YOUR ASSIGNMENT:
State how many lines in the entries below contain "dirt". Write nothing but the number.

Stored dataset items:
********

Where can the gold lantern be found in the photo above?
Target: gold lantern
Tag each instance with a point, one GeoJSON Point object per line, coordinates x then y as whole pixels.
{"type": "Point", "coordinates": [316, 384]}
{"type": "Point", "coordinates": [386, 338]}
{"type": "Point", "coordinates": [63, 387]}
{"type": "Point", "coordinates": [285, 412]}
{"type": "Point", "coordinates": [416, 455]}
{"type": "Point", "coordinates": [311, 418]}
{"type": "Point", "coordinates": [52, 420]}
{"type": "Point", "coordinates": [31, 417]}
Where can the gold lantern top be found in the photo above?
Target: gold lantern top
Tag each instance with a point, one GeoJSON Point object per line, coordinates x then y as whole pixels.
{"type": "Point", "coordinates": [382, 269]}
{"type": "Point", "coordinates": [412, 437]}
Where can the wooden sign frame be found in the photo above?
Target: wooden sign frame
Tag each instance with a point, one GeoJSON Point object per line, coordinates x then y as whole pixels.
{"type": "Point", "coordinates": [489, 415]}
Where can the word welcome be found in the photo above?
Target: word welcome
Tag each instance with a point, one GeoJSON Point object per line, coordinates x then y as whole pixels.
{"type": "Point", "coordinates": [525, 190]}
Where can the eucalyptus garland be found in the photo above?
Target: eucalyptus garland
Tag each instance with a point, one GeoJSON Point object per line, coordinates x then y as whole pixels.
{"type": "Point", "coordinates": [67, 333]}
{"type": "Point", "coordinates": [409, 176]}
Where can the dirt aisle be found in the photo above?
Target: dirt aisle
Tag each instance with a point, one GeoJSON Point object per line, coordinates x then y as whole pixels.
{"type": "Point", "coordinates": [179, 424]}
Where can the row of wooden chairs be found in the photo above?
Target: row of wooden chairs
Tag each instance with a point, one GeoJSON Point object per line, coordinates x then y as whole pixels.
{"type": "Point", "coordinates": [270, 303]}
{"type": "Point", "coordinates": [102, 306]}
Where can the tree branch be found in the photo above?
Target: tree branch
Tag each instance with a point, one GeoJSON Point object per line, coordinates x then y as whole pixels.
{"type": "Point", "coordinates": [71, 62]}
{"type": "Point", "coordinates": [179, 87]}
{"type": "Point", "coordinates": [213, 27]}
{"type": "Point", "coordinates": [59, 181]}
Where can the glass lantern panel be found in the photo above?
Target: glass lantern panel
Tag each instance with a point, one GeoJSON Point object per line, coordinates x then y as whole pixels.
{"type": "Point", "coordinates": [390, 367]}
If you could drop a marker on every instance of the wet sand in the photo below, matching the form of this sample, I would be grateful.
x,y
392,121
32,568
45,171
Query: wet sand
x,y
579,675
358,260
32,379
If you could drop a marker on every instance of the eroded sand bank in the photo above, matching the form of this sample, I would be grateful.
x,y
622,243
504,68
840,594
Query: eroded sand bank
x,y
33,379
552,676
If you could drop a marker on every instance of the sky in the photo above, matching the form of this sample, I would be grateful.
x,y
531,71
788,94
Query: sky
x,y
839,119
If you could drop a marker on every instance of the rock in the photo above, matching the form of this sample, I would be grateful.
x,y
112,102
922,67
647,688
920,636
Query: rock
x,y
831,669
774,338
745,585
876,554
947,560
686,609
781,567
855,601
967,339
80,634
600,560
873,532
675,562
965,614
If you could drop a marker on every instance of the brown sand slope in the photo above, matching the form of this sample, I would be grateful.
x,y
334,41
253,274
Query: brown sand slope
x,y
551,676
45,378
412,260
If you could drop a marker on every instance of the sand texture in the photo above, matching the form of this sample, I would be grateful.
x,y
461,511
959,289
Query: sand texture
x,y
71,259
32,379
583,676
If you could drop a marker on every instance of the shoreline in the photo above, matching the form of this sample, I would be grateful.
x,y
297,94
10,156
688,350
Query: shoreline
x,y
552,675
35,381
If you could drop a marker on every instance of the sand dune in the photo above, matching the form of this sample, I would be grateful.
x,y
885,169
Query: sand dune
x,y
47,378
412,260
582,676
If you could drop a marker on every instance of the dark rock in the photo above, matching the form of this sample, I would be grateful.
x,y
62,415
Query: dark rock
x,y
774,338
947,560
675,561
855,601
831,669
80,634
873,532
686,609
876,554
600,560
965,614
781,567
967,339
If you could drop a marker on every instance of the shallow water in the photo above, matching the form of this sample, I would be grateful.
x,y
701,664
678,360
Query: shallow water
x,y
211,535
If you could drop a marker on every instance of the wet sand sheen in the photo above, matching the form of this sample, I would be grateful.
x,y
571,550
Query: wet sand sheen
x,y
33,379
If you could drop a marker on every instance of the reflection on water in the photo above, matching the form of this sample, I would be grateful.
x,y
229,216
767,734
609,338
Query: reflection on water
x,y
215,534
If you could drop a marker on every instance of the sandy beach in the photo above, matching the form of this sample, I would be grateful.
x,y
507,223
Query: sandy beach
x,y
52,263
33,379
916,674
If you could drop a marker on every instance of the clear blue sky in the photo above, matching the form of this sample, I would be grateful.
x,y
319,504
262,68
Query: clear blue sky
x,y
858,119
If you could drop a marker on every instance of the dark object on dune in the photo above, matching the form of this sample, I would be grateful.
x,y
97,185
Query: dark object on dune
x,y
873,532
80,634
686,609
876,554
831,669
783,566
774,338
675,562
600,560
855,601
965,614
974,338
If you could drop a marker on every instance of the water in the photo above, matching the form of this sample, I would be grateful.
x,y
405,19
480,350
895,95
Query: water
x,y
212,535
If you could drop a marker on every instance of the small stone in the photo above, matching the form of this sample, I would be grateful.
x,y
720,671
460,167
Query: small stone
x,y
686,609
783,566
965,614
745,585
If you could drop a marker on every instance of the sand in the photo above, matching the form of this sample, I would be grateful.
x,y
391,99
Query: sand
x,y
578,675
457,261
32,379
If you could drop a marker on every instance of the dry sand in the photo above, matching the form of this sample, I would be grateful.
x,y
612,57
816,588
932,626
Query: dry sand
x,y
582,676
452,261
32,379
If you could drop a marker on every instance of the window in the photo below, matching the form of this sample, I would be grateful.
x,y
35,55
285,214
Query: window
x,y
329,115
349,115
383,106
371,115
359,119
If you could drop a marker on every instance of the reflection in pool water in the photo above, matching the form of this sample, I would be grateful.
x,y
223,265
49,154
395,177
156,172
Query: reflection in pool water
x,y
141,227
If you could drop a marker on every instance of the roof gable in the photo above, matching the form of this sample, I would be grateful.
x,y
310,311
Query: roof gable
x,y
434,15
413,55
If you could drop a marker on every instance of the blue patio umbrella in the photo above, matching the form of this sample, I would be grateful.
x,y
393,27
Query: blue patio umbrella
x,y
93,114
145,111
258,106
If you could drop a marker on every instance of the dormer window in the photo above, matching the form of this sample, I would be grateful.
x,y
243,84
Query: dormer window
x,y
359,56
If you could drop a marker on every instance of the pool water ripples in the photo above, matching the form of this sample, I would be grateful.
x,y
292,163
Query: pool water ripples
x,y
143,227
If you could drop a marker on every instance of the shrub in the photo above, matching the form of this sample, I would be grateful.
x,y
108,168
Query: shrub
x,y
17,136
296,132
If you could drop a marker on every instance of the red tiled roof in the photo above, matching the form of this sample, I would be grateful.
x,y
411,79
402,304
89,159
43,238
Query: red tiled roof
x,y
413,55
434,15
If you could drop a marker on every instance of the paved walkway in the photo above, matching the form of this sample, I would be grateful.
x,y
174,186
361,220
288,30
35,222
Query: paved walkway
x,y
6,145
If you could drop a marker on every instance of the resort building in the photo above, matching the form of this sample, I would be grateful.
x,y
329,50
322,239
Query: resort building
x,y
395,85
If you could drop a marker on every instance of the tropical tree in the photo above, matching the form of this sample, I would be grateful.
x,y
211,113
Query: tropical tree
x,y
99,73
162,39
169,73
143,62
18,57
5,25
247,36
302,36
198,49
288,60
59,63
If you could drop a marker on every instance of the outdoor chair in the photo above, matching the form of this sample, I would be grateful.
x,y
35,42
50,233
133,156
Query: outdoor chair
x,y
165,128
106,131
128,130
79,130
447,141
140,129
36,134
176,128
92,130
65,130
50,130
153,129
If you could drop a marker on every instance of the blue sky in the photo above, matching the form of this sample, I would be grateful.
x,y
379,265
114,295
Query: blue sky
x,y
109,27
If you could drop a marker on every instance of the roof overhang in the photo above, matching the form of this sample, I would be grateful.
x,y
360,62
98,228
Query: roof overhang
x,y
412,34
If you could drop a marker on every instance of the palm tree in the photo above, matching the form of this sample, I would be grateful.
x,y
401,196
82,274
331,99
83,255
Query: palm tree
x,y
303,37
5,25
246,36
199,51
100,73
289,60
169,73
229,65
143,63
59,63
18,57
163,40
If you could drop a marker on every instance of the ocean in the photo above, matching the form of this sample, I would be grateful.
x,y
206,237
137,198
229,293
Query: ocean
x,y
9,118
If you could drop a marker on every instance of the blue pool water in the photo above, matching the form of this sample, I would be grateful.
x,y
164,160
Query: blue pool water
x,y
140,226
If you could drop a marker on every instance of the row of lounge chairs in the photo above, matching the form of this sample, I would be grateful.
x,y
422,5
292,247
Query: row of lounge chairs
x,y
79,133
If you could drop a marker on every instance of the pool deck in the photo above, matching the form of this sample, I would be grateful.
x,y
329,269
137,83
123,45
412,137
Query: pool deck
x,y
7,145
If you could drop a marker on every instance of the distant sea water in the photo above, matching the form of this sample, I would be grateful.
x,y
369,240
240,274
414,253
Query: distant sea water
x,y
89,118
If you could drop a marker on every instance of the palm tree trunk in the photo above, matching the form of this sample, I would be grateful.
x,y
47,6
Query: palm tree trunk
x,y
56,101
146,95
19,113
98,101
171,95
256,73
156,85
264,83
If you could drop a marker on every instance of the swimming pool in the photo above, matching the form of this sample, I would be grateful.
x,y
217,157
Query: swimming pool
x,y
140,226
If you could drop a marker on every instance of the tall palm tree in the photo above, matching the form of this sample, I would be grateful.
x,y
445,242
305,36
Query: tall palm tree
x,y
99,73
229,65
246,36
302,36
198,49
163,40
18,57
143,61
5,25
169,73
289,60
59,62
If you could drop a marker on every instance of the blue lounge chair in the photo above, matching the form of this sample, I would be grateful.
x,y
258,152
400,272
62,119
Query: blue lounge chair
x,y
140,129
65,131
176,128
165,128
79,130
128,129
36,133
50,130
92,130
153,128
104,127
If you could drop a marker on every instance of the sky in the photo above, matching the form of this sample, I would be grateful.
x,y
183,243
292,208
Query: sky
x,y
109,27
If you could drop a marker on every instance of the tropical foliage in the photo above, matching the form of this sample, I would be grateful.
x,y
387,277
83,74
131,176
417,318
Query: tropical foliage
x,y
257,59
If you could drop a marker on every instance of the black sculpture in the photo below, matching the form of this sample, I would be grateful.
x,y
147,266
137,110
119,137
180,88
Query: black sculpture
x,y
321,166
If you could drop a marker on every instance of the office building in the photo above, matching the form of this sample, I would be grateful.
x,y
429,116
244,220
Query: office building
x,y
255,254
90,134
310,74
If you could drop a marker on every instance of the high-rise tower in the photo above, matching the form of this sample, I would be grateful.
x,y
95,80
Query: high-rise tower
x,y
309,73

********

EXPECTED OUTPUT:
2